TASK DATA:

▽

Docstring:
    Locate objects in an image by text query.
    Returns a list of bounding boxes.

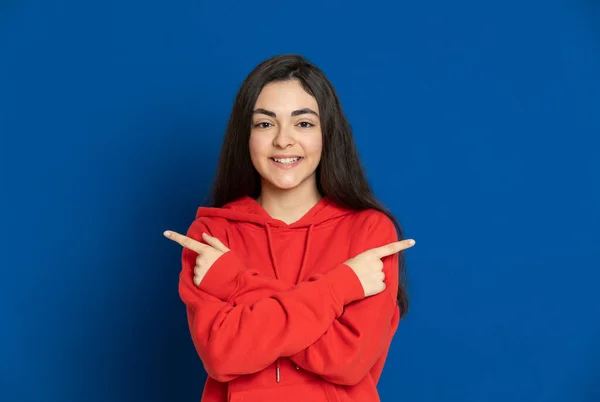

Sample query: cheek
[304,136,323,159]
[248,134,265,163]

△
▽

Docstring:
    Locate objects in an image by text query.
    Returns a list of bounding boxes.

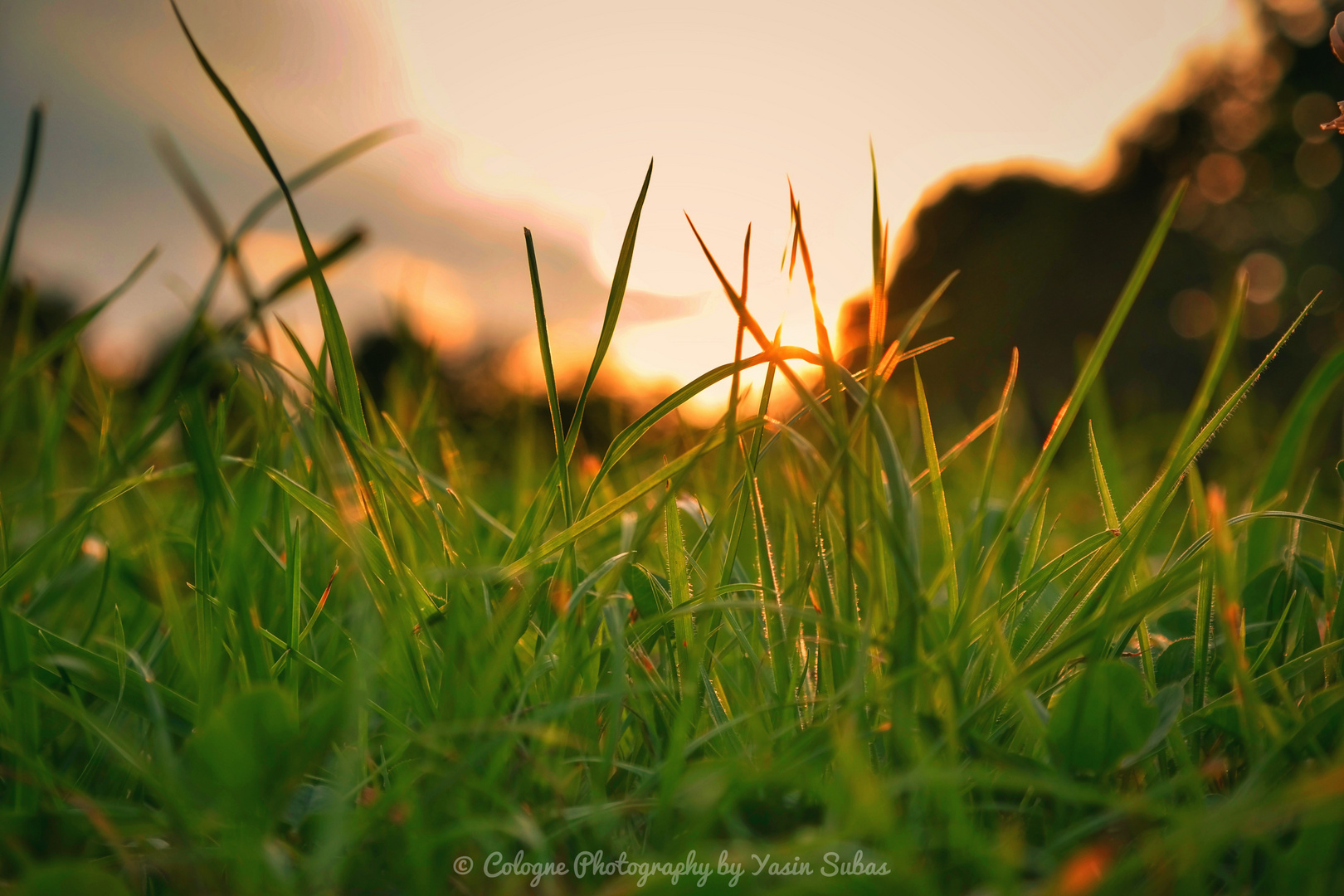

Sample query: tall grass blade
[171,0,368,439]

△
▽

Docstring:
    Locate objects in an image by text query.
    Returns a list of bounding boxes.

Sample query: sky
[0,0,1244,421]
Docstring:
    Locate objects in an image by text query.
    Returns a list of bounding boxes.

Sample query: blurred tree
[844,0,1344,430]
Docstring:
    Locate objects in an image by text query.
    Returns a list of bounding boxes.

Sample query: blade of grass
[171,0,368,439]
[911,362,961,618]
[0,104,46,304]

△

REQUIRED WORK: Pick out every line in the rows above that contains the word "grass", and copy each one.

FINAL ANSWER:
Sample query: tall grass blade
Sample query: blade of grass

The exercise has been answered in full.